--- Page excerpt Enclosed Below ---

At a collider in Germany, researchers smashed calcium atoms into radioactive berkelium to create atoms with 117 protons.

Forty percent heavier than lead, the new element with a relatively long half-life will now await a name to be assigned by the International Union of Pure and Applied Chemistry.

Temporarily, physicists have dubbed it ununseptium for its 117 protons, a merging of calcium's 20 protons with the 97 of berkelium.

The new element took 18 months to confirm, with scientists at the Oak Ridge Laboratory in the United States needing that long to create enough berkelium for physicists at the GSI Helmholtz Center for Heavy Ion Research in Darmstadt, Germany, to bombard with calcium in their collider to create the 117-proton new element.

Uranium, with 92 protons, is the heaviest naturally occurring element, but so-called super-heavy ones -- those above atomic number 104 -- have been created in laboratories since they do not occur naturally on the Earth.

Normally, when super-heavy elements are created they are very unstable, decaying into lower number elements in nanoseconds.

But many physicists have proposed there should be an "island of stability" farther up the periodic table where such super-heavy elements would regain a stable nature.

Such elements might be long-lived enough to have as-yet undreamed of practical uses, the researchers said.

--- End of Enclosed Page excerpt ---
--- Dataset entries Enclosed Below ---

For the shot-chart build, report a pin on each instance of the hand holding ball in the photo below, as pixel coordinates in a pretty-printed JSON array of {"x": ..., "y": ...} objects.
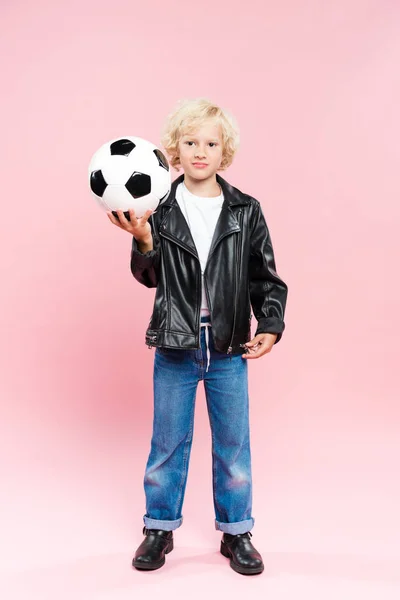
[{"x": 138, "y": 227}]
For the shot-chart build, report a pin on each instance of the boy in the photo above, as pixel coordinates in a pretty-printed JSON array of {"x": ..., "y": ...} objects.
[{"x": 208, "y": 251}]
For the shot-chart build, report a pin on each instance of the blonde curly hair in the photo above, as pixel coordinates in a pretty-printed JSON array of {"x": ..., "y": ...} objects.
[{"x": 187, "y": 116}]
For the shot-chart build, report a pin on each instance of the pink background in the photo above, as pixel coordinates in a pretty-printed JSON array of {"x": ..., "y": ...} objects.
[{"x": 315, "y": 87}]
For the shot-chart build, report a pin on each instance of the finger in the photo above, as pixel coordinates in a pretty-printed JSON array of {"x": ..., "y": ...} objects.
[
  {"x": 113, "y": 219},
  {"x": 133, "y": 217},
  {"x": 146, "y": 216},
  {"x": 123, "y": 220},
  {"x": 253, "y": 355}
]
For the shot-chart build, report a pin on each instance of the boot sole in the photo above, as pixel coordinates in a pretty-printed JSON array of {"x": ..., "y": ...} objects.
[
  {"x": 242, "y": 570},
  {"x": 156, "y": 565}
]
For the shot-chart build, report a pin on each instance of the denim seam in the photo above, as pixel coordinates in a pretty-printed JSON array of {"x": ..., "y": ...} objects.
[
  {"x": 213, "y": 459},
  {"x": 185, "y": 461}
]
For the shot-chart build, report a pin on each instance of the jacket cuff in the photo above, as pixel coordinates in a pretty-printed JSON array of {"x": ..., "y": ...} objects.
[
  {"x": 144, "y": 260},
  {"x": 271, "y": 325}
]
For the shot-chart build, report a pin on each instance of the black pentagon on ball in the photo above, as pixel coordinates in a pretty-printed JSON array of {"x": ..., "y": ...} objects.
[
  {"x": 97, "y": 183},
  {"x": 162, "y": 161},
  {"x": 138, "y": 184},
  {"x": 122, "y": 147}
]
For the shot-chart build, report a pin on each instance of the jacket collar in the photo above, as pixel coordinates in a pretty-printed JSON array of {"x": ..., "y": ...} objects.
[
  {"x": 174, "y": 223},
  {"x": 232, "y": 195}
]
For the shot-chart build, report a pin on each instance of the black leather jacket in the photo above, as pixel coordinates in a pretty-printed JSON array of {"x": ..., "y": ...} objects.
[{"x": 240, "y": 274}]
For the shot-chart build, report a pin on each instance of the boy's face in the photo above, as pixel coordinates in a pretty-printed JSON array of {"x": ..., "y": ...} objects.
[{"x": 202, "y": 146}]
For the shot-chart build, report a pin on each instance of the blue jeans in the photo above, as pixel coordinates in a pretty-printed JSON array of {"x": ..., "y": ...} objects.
[{"x": 176, "y": 375}]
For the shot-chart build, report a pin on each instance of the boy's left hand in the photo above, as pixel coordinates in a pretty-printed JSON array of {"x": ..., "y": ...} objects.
[{"x": 261, "y": 344}]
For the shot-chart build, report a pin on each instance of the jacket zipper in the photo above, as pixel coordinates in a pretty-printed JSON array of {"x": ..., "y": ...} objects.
[
  {"x": 236, "y": 287},
  {"x": 173, "y": 239}
]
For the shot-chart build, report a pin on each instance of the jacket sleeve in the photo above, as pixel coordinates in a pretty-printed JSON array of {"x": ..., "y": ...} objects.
[
  {"x": 268, "y": 293},
  {"x": 145, "y": 267}
]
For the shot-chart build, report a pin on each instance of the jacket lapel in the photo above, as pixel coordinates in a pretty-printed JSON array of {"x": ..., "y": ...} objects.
[{"x": 174, "y": 224}]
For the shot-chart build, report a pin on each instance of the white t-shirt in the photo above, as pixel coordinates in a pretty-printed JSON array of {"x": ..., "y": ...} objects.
[{"x": 201, "y": 215}]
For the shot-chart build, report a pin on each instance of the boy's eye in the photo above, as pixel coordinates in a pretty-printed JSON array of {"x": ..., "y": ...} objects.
[{"x": 210, "y": 143}]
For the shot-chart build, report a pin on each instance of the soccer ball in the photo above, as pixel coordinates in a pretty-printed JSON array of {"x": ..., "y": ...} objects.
[{"x": 129, "y": 173}]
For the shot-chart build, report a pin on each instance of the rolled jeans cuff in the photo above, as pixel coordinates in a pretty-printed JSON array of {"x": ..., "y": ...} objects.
[
  {"x": 159, "y": 524},
  {"x": 234, "y": 528}
]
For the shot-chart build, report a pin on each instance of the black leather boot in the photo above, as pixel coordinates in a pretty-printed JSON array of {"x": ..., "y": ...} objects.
[
  {"x": 245, "y": 559},
  {"x": 151, "y": 553}
]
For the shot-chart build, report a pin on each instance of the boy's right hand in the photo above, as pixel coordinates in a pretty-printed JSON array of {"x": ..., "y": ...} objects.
[{"x": 138, "y": 227}]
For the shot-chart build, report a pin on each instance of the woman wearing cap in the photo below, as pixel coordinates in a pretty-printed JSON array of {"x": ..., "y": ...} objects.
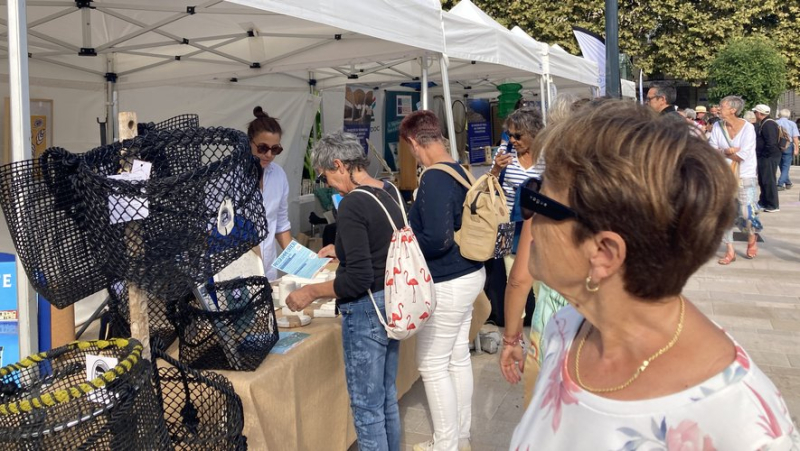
[
  {"x": 619, "y": 224},
  {"x": 265, "y": 143}
]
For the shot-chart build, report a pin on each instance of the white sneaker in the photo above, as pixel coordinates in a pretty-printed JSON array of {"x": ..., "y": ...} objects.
[{"x": 463, "y": 445}]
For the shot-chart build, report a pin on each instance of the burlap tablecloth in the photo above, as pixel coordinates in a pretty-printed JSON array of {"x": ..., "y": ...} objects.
[{"x": 298, "y": 401}]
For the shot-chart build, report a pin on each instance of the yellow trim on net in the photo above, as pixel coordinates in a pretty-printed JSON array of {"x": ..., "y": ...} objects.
[{"x": 66, "y": 394}]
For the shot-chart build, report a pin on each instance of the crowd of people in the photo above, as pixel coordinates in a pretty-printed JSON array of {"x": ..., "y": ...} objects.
[{"x": 618, "y": 357}]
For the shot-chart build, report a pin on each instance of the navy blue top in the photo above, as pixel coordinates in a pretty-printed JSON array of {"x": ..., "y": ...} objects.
[{"x": 434, "y": 218}]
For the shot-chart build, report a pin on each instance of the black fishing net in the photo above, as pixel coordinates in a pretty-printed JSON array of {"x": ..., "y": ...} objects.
[
  {"x": 42, "y": 211},
  {"x": 173, "y": 123},
  {"x": 199, "y": 210},
  {"x": 233, "y": 327},
  {"x": 48, "y": 403},
  {"x": 119, "y": 315},
  {"x": 201, "y": 409}
]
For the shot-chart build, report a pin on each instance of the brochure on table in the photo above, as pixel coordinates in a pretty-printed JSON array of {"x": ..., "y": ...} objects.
[{"x": 300, "y": 261}]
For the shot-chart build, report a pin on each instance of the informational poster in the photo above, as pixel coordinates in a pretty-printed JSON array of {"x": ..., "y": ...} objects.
[
  {"x": 398, "y": 106},
  {"x": 479, "y": 129},
  {"x": 9, "y": 319},
  {"x": 359, "y": 104}
]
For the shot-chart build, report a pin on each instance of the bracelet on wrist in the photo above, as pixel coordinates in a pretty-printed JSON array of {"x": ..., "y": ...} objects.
[{"x": 516, "y": 340}]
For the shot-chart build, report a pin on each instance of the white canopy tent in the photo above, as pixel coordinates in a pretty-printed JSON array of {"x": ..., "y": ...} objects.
[{"x": 162, "y": 58}]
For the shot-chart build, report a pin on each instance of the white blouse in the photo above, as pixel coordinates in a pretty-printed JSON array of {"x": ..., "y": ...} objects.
[
  {"x": 745, "y": 141},
  {"x": 738, "y": 409},
  {"x": 275, "y": 192}
]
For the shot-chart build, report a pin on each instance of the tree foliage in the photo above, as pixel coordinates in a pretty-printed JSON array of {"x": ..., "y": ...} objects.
[
  {"x": 748, "y": 67},
  {"x": 677, "y": 38}
]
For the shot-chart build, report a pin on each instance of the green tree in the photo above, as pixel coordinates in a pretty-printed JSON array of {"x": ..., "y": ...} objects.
[
  {"x": 677, "y": 38},
  {"x": 749, "y": 67}
]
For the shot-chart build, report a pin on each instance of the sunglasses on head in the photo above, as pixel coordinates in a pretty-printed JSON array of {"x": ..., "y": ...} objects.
[
  {"x": 263, "y": 149},
  {"x": 533, "y": 202}
]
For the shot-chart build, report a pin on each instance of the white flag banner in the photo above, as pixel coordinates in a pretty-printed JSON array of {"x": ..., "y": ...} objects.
[{"x": 593, "y": 48}]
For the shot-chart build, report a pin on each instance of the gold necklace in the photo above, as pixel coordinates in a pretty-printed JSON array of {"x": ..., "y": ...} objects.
[{"x": 639, "y": 370}]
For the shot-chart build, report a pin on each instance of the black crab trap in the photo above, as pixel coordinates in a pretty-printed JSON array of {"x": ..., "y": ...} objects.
[
  {"x": 42, "y": 210},
  {"x": 228, "y": 325},
  {"x": 119, "y": 315},
  {"x": 201, "y": 409},
  {"x": 189, "y": 206},
  {"x": 90, "y": 395}
]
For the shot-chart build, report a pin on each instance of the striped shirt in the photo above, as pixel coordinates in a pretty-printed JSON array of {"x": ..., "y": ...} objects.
[{"x": 515, "y": 174}]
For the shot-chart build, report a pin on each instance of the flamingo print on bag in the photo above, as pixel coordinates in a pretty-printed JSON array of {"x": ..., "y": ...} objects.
[
  {"x": 425, "y": 276},
  {"x": 412, "y": 282},
  {"x": 397, "y": 316}
]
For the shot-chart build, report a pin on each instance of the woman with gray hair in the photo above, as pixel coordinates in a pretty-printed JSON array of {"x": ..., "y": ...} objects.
[
  {"x": 362, "y": 243},
  {"x": 735, "y": 138}
]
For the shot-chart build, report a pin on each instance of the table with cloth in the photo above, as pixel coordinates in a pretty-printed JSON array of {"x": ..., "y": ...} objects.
[{"x": 299, "y": 401}]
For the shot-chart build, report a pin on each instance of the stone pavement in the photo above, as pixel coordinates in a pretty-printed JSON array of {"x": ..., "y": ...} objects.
[{"x": 757, "y": 301}]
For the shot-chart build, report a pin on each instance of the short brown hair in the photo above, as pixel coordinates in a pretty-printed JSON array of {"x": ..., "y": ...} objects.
[
  {"x": 667, "y": 193},
  {"x": 422, "y": 126}
]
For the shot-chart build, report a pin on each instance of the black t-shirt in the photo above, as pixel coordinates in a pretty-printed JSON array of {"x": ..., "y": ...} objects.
[{"x": 363, "y": 234}]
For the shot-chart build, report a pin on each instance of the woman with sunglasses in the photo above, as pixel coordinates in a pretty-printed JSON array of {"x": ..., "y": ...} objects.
[
  {"x": 362, "y": 244},
  {"x": 620, "y": 222},
  {"x": 265, "y": 143}
]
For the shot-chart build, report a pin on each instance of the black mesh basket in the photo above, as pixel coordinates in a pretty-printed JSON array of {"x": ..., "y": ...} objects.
[
  {"x": 200, "y": 209},
  {"x": 119, "y": 318},
  {"x": 47, "y": 402},
  {"x": 201, "y": 409},
  {"x": 173, "y": 123},
  {"x": 234, "y": 330},
  {"x": 41, "y": 208}
]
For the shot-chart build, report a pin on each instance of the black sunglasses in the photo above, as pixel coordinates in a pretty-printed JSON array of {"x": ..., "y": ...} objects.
[
  {"x": 532, "y": 202},
  {"x": 263, "y": 149}
]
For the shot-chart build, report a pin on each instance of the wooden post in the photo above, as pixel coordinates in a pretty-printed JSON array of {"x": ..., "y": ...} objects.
[{"x": 137, "y": 298}]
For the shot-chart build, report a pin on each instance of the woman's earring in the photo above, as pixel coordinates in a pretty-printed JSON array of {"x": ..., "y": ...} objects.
[{"x": 589, "y": 287}]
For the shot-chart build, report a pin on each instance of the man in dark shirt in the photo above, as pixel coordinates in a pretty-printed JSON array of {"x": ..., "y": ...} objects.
[
  {"x": 661, "y": 98},
  {"x": 768, "y": 155}
]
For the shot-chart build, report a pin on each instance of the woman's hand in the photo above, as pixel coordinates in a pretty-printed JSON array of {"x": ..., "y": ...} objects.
[
  {"x": 512, "y": 362},
  {"x": 299, "y": 299},
  {"x": 327, "y": 251}
]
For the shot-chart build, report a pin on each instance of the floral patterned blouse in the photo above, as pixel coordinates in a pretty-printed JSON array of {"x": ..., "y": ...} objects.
[{"x": 738, "y": 409}]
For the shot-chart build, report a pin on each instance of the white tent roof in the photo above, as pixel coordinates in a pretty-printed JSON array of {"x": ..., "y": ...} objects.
[
  {"x": 173, "y": 41},
  {"x": 568, "y": 71}
]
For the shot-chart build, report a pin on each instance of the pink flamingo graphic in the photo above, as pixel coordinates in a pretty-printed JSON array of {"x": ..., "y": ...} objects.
[
  {"x": 425, "y": 276},
  {"x": 412, "y": 282},
  {"x": 397, "y": 316}
]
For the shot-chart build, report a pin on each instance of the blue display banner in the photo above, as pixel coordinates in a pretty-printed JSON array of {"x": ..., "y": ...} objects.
[
  {"x": 9, "y": 324},
  {"x": 479, "y": 129}
]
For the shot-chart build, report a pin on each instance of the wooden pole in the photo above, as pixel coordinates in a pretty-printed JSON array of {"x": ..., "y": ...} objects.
[{"x": 137, "y": 298}]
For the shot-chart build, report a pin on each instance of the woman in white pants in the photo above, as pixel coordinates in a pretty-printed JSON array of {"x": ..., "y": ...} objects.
[{"x": 443, "y": 344}]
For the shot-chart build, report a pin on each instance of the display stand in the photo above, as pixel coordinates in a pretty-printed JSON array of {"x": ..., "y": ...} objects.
[{"x": 137, "y": 298}]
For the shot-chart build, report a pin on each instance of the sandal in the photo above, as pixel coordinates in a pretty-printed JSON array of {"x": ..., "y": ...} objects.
[{"x": 752, "y": 247}]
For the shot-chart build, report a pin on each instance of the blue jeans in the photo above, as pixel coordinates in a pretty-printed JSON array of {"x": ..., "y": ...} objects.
[
  {"x": 786, "y": 163},
  {"x": 370, "y": 362}
]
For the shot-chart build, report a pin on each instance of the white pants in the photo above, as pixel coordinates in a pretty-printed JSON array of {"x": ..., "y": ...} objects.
[{"x": 444, "y": 362}]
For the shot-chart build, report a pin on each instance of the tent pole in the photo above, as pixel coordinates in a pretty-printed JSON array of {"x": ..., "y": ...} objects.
[
  {"x": 424, "y": 85},
  {"x": 20, "y": 109},
  {"x": 448, "y": 104},
  {"x": 542, "y": 99}
]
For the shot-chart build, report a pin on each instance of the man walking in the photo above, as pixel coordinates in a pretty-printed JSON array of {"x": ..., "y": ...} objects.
[
  {"x": 768, "y": 155},
  {"x": 661, "y": 98},
  {"x": 786, "y": 155}
]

--- End of Enclosed Dataset entries ---

● **Activity list**
**1.** In the article on the new element 117, which element is named as the heaviest that occurs naturally?
**2.** Write the next few sentences of the article on element 117, picking up after its last line.

● **Answers to this exercise**
**1.** Uranium, with 92 protons.

**2.**
"There are predictions that super-heavy elements should exist which are very long-lived," Christoph Dullmann of the Institute for Nuclear Chemistry at Johannes Gutenberg University Mainz told LiveScience. "It is interesting to find out if half-lives become long again for very heavy elements, especially if very neutron-rich species are made."

Since the "island of stability" was first theorized more than two decades ago, scientists in this century have begun to synthesize such elements using the world's giant particle colliders.

Element 117 is the second-heaviest of such elements created to date, just behind element 118, dubbed ununoctium and possessing the highest atomic mass of any element, natural or synthetic.

"The successful experiments on element 117 are an important step on the path to the production and detection of elements situated on the 'island of stability' of super-heavy elements," scientific director Horst Stocker at the GSI Helmholtz Center said.